### Aim of the exercise
Every line from the line containing "Target: cabinet door handle" through the final line of the data is to be printed exactly; no other line is to appear.

-------- Exercise material --------

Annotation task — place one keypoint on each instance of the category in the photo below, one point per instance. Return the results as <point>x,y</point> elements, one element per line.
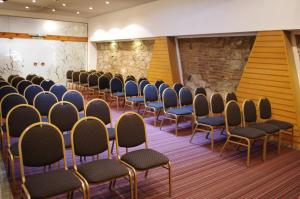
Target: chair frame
<point>239,140</point>
<point>168,166</point>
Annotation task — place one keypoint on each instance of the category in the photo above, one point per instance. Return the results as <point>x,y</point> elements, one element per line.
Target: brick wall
<point>214,63</point>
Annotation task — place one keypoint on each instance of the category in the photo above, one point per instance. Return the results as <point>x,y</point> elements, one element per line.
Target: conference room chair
<point>22,85</point>
<point>130,133</point>
<point>58,90</point>
<point>116,91</point>
<point>186,98</point>
<point>132,97</point>
<point>40,145</point>
<point>171,110</point>
<point>100,109</point>
<point>239,135</point>
<point>43,103</point>
<point>177,86</point>
<point>89,139</point>
<point>151,102</point>
<point>250,119</point>
<point>265,111</point>
<point>46,84</point>
<point>200,90</point>
<point>76,98</point>
<point>16,80</point>
<point>31,91</point>
<point>203,121</point>
<point>18,119</point>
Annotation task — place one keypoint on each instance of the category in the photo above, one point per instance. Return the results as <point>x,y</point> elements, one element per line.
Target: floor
<point>200,173</point>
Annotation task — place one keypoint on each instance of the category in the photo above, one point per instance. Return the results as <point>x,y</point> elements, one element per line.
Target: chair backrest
<point>142,85</point>
<point>64,115</point>
<point>249,111</point>
<point>9,101</point>
<point>89,137</point>
<point>116,85</point>
<point>169,99</point>
<point>46,84</point>
<point>230,96</point>
<point>131,89</point>
<point>76,98</point>
<point>232,115</point>
<point>19,118</point>
<point>130,131</point>
<point>41,144</point>
<point>200,90</point>
<point>157,83</point>
<point>185,96</point>
<point>37,80</point>
<point>150,93</point>
<point>58,90</point>
<point>100,109</point>
<point>200,105</point>
<point>177,86</point>
<point>265,109</point>
<point>44,101</point>
<point>16,80</point>
<point>31,91</point>
<point>217,103</point>
<point>22,85</point>
<point>103,82</point>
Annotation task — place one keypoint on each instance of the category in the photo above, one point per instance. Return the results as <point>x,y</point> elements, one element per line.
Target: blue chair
<point>186,98</point>
<point>202,119</point>
<point>76,98</point>
<point>171,110</point>
<point>116,90</point>
<point>58,90</point>
<point>47,84</point>
<point>151,101</point>
<point>132,97</point>
<point>31,91</point>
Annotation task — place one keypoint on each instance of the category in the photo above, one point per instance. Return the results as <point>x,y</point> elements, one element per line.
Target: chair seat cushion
<point>281,124</point>
<point>51,183</point>
<point>266,127</point>
<point>144,159</point>
<point>155,105</point>
<point>248,132</point>
<point>102,170</point>
<point>179,111</point>
<point>212,121</point>
<point>111,133</point>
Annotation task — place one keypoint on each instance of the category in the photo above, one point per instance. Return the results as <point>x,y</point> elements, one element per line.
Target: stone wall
<point>214,63</point>
<point>126,58</point>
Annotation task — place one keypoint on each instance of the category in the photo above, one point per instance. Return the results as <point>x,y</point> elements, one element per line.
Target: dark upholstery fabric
<point>201,106</point>
<point>212,121</point>
<point>281,124</point>
<point>20,119</point>
<point>75,98</point>
<point>41,146</point>
<point>31,92</point>
<point>131,131</point>
<point>58,90</point>
<point>44,101</point>
<point>23,85</point>
<point>144,159</point>
<point>51,183</point>
<point>90,138</point>
<point>64,116</point>
<point>99,109</point>
<point>217,103</point>
<point>102,170</point>
<point>248,132</point>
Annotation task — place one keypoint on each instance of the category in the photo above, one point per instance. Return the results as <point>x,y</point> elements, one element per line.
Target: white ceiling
<point>72,6</point>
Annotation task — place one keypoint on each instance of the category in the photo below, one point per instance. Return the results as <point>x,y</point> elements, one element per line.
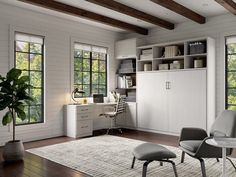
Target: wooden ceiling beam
<point>230,5</point>
<point>75,11</point>
<point>180,9</point>
<point>121,8</point>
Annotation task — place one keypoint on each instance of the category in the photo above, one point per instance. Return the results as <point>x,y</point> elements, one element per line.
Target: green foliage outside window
<point>90,72</point>
<point>231,76</point>
<point>29,58</point>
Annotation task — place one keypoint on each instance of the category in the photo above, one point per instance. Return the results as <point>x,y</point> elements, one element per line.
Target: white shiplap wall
<point>58,33</point>
<point>216,27</point>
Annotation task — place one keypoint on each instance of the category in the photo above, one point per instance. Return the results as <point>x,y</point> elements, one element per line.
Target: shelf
<point>147,60</point>
<point>132,88</point>
<point>126,73</point>
<point>197,55</point>
<point>170,58</point>
<point>173,70</point>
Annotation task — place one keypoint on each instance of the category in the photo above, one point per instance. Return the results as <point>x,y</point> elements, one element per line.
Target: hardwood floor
<point>35,166</point>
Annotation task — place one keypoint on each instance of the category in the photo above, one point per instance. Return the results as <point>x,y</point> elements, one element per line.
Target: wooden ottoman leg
<point>133,162</point>
<point>145,168</point>
<point>173,165</point>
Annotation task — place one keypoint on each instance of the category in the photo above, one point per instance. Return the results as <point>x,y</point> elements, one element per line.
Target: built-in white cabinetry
<point>126,48</point>
<point>131,114</point>
<point>79,120</point>
<point>173,98</point>
<point>152,101</point>
<point>169,101</point>
<point>129,118</point>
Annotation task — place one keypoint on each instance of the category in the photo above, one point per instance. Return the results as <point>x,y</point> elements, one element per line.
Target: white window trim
<point>92,43</point>
<point>12,30</point>
<point>222,55</point>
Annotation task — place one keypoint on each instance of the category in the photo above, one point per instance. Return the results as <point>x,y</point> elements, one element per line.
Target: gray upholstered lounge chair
<point>192,140</point>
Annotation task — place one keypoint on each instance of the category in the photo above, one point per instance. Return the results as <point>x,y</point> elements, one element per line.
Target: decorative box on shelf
<point>197,47</point>
<point>163,66</point>
<point>176,65</point>
<point>171,51</point>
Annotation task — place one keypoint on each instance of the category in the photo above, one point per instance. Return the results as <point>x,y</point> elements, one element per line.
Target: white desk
<point>223,143</point>
<point>82,119</point>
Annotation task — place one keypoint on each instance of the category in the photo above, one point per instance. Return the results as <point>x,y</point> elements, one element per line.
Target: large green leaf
<point>22,80</point>
<point>20,112</point>
<point>2,78</point>
<point>7,118</point>
<point>13,74</point>
<point>5,102</point>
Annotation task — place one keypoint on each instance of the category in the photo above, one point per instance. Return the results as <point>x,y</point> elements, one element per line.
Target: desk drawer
<point>84,127</point>
<point>84,116</point>
<point>83,109</point>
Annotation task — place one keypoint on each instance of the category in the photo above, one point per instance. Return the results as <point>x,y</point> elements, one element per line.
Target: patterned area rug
<point>111,156</point>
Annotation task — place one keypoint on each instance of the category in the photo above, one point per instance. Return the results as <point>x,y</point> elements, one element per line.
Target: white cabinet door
<point>187,100</point>
<point>131,115</point>
<point>125,49</point>
<point>152,101</point>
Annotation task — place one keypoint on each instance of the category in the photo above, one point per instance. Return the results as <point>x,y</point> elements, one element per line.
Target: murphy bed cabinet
<point>168,100</point>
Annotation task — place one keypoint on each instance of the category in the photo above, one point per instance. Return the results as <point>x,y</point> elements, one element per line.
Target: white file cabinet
<point>79,121</point>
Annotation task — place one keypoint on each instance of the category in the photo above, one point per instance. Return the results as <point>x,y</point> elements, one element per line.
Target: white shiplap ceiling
<point>207,8</point>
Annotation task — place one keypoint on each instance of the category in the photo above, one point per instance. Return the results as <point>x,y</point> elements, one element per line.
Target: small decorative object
<point>14,97</point>
<point>177,65</point>
<point>76,94</point>
<point>85,101</point>
<point>171,51</point>
<point>197,47</point>
<point>198,63</point>
<point>163,66</point>
<point>115,95</point>
<point>147,67</point>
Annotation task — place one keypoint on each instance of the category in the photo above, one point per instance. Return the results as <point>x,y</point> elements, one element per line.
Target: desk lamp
<point>74,94</point>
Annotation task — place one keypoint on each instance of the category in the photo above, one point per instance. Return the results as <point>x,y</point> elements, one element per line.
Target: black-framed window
<point>90,69</point>
<point>230,73</point>
<point>29,57</point>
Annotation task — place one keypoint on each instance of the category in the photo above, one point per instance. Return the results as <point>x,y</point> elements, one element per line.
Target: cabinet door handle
<point>84,109</point>
<point>84,126</point>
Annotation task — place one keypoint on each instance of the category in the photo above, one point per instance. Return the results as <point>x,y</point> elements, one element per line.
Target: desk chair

--------

### Written response
Target: cabinet door handle
<point>84,109</point>
<point>84,126</point>
Annotation task — place one keypoint on each instance of the category in the photo above, one point per instance. Return the results as <point>x,y</point> elements, one element per line.
Target: desk chair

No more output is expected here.